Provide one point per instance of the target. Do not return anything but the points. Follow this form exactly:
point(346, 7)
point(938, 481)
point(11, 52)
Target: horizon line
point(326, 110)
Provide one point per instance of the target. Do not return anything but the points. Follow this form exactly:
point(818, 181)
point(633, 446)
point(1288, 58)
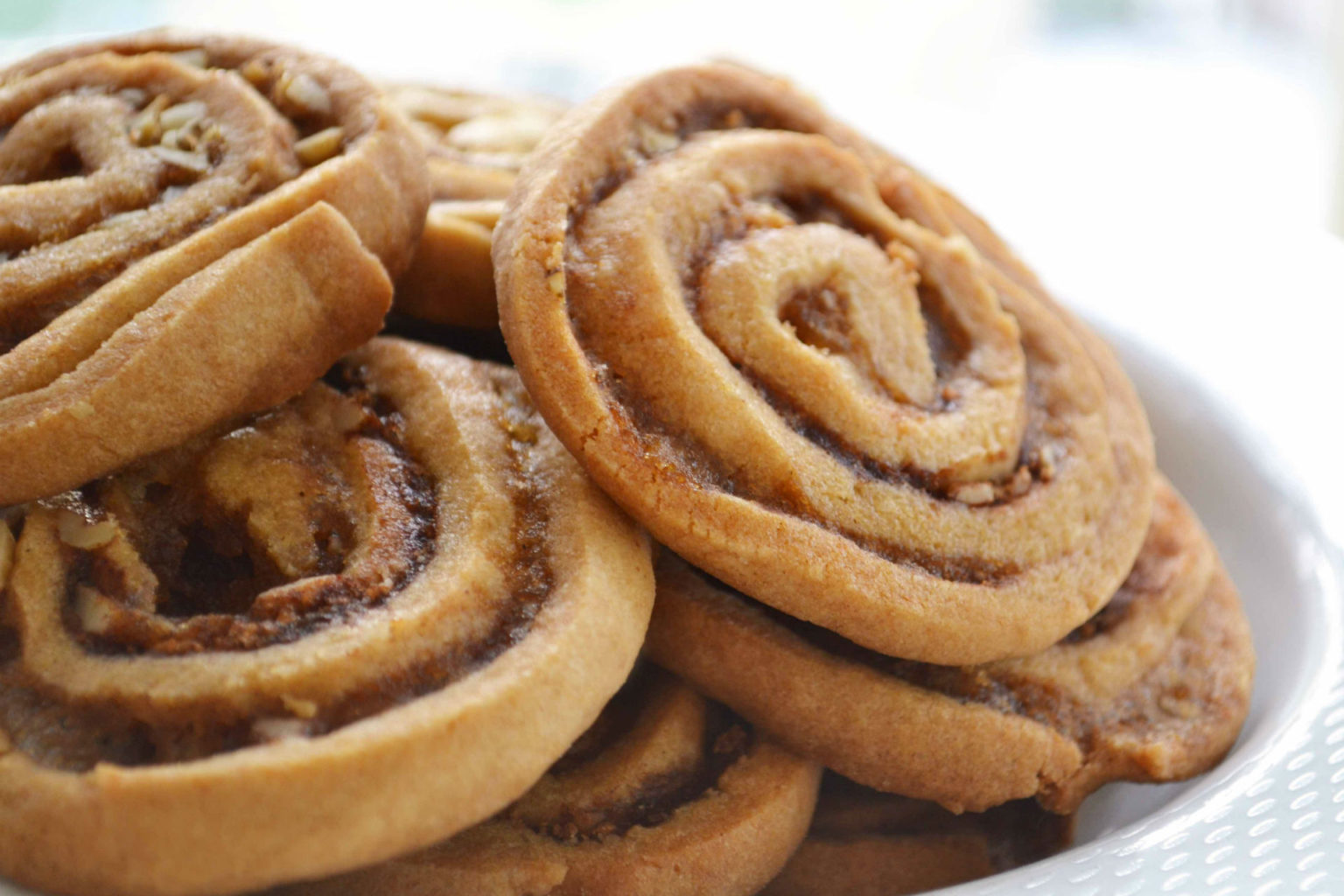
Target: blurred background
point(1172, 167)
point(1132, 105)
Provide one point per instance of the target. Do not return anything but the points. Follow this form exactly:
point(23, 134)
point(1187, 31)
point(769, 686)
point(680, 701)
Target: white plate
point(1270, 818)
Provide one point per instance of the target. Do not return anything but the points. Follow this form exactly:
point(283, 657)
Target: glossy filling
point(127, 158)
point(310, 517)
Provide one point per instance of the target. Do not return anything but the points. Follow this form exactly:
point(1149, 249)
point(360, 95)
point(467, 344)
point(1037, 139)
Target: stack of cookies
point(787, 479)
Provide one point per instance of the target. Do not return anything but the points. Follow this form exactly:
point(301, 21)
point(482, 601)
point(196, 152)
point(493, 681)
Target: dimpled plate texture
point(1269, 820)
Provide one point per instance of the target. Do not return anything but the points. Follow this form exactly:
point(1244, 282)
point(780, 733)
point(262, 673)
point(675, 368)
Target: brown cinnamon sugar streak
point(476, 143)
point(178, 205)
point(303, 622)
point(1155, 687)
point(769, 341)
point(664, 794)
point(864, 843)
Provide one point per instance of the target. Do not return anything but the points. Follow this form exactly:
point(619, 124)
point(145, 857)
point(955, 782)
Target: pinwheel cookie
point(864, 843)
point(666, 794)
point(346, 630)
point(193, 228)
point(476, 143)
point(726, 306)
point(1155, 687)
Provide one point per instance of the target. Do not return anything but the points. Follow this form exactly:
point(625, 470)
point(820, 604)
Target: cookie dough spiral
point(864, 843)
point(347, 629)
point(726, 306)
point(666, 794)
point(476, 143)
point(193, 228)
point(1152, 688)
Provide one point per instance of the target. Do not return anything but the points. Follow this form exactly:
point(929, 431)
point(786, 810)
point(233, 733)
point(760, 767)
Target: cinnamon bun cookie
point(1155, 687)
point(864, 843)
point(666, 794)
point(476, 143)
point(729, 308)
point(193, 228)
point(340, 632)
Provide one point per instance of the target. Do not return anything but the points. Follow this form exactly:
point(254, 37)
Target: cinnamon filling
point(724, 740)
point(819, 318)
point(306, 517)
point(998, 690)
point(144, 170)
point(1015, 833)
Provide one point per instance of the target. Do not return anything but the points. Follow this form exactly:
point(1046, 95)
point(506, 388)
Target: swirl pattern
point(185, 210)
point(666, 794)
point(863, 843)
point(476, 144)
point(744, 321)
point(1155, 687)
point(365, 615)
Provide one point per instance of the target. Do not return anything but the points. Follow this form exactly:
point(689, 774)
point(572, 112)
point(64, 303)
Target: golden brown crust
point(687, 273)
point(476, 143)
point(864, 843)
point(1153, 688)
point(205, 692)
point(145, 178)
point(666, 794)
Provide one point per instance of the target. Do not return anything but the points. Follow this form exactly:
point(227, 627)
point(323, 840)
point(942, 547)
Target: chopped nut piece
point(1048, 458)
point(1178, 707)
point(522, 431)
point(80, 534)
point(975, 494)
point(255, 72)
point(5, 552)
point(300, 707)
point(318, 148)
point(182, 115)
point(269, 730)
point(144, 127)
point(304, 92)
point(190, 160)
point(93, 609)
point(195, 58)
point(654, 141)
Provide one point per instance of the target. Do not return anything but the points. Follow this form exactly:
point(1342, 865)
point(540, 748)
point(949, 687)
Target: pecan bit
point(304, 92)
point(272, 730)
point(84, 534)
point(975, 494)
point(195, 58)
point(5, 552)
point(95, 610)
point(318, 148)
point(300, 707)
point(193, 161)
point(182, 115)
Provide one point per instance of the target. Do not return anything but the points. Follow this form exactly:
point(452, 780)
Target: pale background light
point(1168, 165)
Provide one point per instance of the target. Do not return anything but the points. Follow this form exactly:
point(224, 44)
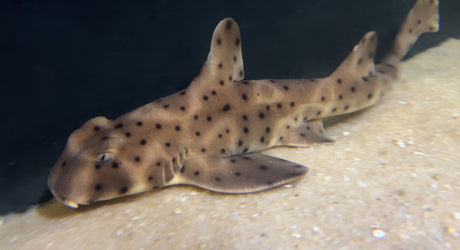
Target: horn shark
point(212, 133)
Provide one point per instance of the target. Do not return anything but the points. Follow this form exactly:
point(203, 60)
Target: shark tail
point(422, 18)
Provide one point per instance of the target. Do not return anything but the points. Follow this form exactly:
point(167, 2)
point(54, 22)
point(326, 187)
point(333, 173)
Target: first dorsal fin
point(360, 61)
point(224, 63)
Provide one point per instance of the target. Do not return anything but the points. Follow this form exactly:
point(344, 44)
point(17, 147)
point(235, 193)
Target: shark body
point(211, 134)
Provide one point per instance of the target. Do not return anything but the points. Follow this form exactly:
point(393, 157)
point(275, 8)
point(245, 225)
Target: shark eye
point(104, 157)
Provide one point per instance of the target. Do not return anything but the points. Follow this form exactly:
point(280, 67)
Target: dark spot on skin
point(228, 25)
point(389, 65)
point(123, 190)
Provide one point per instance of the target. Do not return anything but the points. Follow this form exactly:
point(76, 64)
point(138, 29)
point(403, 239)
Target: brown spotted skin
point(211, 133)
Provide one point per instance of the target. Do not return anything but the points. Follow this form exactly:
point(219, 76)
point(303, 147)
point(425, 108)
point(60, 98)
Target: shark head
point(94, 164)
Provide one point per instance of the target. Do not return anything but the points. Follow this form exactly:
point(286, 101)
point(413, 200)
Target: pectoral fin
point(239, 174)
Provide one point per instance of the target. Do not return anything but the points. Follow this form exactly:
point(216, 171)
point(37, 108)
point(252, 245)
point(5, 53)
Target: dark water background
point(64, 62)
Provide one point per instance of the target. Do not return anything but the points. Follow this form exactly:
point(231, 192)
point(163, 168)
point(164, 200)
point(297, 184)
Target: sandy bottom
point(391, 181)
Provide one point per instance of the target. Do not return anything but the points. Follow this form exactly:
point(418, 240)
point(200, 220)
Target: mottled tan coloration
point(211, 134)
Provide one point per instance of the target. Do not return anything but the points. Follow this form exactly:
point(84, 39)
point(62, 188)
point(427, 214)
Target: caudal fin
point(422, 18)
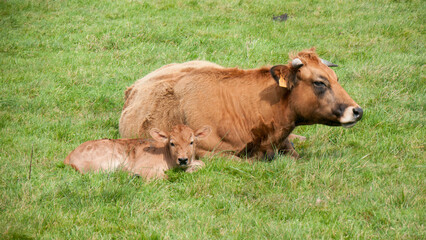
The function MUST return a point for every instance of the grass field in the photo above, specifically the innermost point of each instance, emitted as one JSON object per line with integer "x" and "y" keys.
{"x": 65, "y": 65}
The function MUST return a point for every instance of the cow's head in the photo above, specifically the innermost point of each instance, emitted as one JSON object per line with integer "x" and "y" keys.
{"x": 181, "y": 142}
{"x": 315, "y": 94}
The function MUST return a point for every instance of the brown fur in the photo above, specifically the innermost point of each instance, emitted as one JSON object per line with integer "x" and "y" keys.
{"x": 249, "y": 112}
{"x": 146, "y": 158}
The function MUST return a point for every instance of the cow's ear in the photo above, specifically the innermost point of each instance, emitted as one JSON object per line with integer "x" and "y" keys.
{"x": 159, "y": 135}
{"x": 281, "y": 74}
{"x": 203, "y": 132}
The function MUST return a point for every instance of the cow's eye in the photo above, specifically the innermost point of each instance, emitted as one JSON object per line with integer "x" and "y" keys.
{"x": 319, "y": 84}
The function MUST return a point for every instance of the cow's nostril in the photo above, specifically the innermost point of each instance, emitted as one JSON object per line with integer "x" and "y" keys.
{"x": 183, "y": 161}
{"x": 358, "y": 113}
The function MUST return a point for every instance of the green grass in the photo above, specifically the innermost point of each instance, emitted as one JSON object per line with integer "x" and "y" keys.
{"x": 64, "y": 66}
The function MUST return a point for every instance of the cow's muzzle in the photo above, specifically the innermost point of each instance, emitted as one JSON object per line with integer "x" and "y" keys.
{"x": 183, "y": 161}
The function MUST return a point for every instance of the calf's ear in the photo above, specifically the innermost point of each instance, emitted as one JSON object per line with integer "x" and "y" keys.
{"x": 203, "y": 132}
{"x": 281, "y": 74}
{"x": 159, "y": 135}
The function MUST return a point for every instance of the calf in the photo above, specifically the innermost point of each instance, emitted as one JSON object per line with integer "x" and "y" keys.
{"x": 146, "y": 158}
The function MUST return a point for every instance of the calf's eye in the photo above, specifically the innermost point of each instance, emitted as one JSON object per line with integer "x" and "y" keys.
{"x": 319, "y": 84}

┄┄┄┄┄┄┄┄┄┄┄┄┄┄┄┄┄┄┄┄

To do ▸ Could you retype exactly the lines above, starting at the line that contains "point(301, 21)" and ending at the line that contains "point(254, 37)", and nothing more?

Expected answer ▸
point(301, 21)
point(482, 601)
point(196, 152)
point(493, 681)
Target: dimpled plate texture
point(1269, 820)
Provide one point per instance of the target. Do not return anything but the points. Follow this form exactly:
point(1244, 282)
point(780, 733)
point(262, 673)
point(675, 368)
Target: brown cinnamon sugar streak
point(476, 143)
point(178, 205)
point(303, 622)
point(1155, 687)
point(769, 341)
point(664, 794)
point(864, 843)
Provide one point per instance of the target. Do not return anything but the points. Follow this form exactly:
point(619, 124)
point(145, 857)
point(955, 782)
Target: pinwheel cookie
point(864, 843)
point(666, 794)
point(346, 630)
point(193, 228)
point(476, 143)
point(726, 306)
point(1155, 687)
Provide one point per instance of the target. Do not return anything but the points. Follow this form exactly:
point(625, 470)
point(820, 604)
Target: cookie dough spiral
point(864, 843)
point(347, 629)
point(726, 306)
point(666, 794)
point(476, 143)
point(193, 228)
point(1152, 688)
Provide one point per instance of the target. Do not return anything but the points. Follow this form exactly:
point(929, 431)
point(786, 810)
point(233, 733)
point(760, 767)
Target: cinnamon bun cookie
point(1155, 687)
point(864, 843)
point(666, 794)
point(476, 143)
point(729, 308)
point(193, 228)
point(340, 632)
Provide one point per instance of the target. Do not return anything but the points. Follow this form exactly:
point(254, 37)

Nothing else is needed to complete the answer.